=== WHAT YOU HAVE TO DO ===
Identify every line in the entries below that contains the word "brown", matching case exactly, and copy each of those lines.

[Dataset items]
******************************

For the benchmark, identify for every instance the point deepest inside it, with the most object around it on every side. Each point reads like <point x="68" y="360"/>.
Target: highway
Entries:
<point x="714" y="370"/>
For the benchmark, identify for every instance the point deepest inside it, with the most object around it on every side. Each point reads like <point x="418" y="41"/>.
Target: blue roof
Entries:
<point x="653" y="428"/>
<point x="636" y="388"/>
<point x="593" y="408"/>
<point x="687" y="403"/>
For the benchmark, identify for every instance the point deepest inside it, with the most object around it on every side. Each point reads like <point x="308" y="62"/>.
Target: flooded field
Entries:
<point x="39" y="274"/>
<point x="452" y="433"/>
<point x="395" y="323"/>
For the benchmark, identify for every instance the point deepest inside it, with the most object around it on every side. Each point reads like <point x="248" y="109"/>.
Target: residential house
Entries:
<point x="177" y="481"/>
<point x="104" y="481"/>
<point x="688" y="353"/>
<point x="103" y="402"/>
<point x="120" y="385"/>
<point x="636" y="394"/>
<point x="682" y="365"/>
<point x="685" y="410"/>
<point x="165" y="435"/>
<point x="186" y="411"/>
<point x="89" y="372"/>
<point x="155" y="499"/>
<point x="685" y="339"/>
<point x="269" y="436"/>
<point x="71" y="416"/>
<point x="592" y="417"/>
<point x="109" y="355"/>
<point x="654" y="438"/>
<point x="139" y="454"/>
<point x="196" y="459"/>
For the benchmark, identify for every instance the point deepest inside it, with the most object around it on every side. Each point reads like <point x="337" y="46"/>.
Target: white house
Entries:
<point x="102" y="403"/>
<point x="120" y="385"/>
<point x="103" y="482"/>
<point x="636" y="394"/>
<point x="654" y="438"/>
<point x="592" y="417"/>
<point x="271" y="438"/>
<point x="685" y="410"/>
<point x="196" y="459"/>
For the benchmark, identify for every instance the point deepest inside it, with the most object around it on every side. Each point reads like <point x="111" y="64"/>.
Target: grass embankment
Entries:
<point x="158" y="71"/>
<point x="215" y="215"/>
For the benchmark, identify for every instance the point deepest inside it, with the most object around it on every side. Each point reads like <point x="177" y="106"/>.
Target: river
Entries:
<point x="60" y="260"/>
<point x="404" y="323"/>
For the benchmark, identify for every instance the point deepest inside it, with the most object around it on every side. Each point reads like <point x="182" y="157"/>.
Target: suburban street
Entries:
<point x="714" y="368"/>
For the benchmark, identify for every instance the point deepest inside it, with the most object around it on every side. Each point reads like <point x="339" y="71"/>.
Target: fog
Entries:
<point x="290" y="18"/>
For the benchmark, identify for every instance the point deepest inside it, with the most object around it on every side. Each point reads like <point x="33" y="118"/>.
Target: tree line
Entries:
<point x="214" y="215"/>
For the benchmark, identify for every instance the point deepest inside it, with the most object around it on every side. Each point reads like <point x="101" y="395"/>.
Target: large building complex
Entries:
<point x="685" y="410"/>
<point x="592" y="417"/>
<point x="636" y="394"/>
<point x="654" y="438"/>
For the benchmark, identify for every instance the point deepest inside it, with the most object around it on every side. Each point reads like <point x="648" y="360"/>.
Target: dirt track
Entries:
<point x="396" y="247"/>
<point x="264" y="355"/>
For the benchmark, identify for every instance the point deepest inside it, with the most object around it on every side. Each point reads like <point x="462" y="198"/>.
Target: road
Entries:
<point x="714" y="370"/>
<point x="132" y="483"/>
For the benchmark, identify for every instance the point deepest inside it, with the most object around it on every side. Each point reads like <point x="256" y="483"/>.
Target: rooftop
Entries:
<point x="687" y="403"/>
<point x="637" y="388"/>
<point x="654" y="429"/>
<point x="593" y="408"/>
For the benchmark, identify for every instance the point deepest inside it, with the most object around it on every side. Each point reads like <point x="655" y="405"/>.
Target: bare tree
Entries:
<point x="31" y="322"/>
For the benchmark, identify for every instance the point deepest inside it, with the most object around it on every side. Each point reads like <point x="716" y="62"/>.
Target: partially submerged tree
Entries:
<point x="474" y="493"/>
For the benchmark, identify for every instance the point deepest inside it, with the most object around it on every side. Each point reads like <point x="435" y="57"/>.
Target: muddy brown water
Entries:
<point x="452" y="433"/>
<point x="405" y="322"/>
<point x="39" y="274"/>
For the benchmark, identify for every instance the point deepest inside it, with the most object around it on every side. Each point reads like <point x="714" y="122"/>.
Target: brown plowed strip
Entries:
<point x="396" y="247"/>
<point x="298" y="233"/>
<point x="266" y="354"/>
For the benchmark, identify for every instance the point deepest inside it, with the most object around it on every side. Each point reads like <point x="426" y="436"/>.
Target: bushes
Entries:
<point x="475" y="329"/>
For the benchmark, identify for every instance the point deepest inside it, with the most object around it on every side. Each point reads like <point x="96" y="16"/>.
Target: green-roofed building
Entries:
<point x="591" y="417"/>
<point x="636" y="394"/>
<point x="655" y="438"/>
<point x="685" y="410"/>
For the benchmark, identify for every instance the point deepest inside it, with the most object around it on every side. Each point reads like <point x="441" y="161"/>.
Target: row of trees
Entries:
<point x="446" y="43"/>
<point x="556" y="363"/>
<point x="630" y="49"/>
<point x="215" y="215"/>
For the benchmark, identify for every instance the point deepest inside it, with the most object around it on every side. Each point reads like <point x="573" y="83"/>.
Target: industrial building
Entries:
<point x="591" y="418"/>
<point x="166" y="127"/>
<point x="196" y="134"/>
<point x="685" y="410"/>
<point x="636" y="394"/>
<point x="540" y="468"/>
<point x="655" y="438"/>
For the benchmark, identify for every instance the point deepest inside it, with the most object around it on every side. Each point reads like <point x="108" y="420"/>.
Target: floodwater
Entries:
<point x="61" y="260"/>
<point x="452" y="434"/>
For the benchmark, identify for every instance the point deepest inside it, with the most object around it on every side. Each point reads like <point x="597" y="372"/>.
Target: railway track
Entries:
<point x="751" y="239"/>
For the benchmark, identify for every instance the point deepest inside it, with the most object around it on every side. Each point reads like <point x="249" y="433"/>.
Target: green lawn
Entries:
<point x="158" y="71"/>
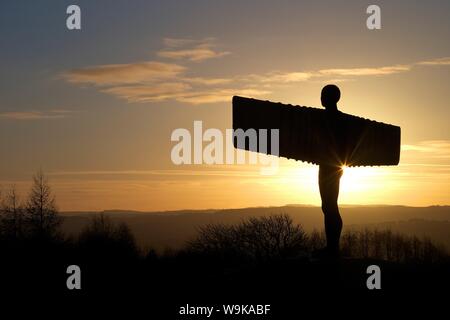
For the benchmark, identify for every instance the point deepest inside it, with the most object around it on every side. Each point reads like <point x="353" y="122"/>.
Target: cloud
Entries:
<point x="128" y="73"/>
<point x="219" y="95"/>
<point x="437" y="149"/>
<point x="36" y="115"/>
<point x="436" y="62"/>
<point x="365" y="71"/>
<point x="149" y="93"/>
<point x="153" y="81"/>
<point x="190" y="49"/>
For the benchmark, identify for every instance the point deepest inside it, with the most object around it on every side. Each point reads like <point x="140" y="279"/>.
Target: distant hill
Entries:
<point x="171" y="229"/>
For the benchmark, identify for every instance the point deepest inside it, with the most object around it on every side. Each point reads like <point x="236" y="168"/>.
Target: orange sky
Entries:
<point x="96" y="109"/>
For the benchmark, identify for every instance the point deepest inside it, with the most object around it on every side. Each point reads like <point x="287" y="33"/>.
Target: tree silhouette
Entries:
<point x="12" y="215"/>
<point x="42" y="216"/>
<point x="256" y="239"/>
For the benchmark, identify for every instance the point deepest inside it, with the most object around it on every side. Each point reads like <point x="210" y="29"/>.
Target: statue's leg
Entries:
<point x="329" y="179"/>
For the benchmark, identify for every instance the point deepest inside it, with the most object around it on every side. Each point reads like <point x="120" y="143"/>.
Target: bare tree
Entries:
<point x="259" y="238"/>
<point x="12" y="215"/>
<point x="42" y="215"/>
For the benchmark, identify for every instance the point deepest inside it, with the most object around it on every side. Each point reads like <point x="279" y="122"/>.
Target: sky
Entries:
<point x="95" y="108"/>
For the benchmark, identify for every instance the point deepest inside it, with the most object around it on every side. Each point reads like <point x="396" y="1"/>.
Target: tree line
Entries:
<point x="256" y="239"/>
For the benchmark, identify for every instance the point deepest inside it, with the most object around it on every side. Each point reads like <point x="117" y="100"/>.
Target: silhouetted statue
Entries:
<point x="329" y="138"/>
<point x="330" y="173"/>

******************************

=== TASK RESULT ===
Target: muddy brown water
Target: brown plowed strip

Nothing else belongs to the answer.